### Task statement:
Output the line containing "Compliance review: the eucalyptus" and all subsequent lines of the listing below, copied exactly, with no other lines.
--
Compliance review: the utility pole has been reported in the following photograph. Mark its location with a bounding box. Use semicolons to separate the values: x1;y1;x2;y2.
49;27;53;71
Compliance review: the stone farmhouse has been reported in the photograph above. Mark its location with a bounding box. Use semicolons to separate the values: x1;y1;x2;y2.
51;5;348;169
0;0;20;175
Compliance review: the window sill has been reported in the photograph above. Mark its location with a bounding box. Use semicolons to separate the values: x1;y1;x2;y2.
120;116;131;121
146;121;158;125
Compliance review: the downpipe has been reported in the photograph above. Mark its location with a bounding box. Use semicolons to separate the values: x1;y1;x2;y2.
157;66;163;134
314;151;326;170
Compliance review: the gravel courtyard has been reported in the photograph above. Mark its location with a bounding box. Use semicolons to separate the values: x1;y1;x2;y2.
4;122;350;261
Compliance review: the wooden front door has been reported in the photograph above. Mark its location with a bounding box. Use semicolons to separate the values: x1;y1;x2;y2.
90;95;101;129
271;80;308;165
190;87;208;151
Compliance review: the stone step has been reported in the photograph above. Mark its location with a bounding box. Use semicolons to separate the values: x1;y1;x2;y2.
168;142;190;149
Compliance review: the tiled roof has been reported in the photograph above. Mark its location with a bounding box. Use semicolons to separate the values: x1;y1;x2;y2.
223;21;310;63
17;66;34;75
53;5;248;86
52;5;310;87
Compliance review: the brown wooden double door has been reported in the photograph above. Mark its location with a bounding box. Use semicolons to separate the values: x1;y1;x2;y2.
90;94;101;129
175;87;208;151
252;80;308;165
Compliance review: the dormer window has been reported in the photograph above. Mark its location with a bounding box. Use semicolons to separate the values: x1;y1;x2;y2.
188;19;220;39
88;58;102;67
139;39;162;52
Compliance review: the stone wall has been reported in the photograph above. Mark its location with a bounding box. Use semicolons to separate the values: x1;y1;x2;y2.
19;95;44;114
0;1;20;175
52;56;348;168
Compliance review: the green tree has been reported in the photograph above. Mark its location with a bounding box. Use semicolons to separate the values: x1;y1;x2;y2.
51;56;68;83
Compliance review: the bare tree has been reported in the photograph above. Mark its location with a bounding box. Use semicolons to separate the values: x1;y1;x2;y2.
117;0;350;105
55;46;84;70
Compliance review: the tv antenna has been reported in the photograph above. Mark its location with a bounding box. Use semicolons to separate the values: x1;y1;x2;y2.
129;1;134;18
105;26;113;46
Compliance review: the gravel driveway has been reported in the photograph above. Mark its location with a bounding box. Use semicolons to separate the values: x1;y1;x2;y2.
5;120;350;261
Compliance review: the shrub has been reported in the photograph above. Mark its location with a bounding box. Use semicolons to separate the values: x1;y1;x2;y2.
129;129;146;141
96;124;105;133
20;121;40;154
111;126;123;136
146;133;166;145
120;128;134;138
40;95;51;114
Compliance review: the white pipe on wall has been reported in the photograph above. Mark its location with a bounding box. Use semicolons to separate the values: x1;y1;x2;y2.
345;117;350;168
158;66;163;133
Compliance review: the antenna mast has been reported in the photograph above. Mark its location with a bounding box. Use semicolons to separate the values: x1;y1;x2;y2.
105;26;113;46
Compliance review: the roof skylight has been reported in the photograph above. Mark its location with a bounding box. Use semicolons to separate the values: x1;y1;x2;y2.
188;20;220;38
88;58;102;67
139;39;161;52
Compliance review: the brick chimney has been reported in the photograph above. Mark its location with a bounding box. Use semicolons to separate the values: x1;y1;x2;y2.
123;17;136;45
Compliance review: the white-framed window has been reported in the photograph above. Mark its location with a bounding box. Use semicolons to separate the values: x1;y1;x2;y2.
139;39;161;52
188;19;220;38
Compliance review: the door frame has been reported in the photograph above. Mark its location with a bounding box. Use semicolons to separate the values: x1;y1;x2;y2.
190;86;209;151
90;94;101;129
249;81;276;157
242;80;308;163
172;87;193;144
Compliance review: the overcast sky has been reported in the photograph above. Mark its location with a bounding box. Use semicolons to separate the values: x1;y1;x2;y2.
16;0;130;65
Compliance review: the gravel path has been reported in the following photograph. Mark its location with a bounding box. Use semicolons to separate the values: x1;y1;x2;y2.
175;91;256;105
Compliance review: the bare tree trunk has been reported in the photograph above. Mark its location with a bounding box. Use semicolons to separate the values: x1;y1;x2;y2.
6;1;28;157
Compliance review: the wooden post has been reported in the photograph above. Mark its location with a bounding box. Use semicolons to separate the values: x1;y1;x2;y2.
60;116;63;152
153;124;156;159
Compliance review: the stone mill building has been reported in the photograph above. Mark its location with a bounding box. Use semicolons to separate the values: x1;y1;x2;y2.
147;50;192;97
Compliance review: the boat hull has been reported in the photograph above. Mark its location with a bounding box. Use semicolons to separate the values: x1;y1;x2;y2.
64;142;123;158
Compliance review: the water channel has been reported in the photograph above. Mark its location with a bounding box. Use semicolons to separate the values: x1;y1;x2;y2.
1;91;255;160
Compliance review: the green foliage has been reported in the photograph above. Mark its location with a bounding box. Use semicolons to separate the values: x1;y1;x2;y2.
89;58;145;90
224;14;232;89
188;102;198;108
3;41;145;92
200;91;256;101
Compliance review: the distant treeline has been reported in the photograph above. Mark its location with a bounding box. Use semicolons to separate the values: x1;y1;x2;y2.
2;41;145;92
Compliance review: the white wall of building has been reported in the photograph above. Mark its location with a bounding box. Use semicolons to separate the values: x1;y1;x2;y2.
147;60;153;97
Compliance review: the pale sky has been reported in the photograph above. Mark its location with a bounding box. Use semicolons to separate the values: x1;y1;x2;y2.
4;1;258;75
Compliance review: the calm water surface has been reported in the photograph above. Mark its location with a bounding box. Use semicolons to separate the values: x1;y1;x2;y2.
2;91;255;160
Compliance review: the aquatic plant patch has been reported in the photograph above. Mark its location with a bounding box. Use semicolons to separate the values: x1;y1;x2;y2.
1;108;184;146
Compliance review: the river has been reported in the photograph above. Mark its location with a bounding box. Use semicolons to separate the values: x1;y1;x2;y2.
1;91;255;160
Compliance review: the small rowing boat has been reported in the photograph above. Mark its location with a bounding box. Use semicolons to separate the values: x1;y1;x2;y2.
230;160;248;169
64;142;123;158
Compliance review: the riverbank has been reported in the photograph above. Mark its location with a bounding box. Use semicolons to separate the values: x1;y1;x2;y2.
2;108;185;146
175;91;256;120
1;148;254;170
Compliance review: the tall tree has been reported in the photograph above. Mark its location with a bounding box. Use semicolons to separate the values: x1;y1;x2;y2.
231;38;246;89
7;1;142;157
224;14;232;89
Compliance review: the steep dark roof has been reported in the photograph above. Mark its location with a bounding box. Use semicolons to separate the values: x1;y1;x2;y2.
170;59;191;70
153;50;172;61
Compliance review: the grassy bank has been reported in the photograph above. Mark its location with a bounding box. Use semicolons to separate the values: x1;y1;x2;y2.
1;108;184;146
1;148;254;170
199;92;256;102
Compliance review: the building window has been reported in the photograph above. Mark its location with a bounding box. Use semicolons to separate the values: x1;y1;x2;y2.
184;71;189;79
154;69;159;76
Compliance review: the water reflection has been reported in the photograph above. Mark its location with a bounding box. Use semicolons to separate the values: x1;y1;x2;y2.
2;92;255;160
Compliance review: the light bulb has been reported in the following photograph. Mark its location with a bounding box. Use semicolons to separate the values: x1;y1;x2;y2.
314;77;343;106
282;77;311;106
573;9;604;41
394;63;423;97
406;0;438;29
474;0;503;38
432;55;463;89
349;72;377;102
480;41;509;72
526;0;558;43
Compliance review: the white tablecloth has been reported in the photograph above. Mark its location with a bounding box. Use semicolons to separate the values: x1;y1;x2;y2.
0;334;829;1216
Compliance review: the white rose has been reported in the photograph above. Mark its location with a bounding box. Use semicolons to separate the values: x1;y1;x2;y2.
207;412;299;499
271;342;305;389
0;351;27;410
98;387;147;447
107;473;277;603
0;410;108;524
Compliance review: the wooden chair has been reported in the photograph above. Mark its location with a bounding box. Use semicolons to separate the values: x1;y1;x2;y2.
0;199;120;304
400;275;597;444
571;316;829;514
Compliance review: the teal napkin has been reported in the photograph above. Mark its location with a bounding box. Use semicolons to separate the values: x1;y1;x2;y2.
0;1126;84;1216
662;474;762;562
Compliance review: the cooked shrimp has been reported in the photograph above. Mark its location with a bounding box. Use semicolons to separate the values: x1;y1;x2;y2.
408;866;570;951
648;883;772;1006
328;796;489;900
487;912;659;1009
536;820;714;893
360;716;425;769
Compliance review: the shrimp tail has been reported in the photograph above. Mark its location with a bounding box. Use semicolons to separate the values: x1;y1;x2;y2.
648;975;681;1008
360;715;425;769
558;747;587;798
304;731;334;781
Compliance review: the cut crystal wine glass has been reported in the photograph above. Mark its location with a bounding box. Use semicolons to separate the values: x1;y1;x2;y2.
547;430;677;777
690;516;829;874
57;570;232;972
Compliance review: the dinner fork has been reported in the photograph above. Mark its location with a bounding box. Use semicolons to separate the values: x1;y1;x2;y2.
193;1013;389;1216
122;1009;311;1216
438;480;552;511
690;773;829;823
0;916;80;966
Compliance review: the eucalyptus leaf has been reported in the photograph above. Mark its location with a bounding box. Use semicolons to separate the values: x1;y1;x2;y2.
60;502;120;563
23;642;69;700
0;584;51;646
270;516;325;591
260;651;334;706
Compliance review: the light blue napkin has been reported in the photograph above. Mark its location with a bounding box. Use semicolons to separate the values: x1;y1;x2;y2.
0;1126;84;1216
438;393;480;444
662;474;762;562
--
### Output of the task:
Compliance review: the eucalyptus leaf has been reported in the photograph above. Mark its location with a bounding box. Use semicolons to separate the values: x1;y1;x2;y2.
60;502;120;563
23;642;69;700
0;584;51;646
270;516;325;591
260;651;334;706
Compliance review: the light blue napkin has been reported in the photograph above. Mark its location with a bounding box. Use semicolons to separate the values: x1;y1;x2;y2.
0;1126;84;1216
438;393;480;444
662;474;762;562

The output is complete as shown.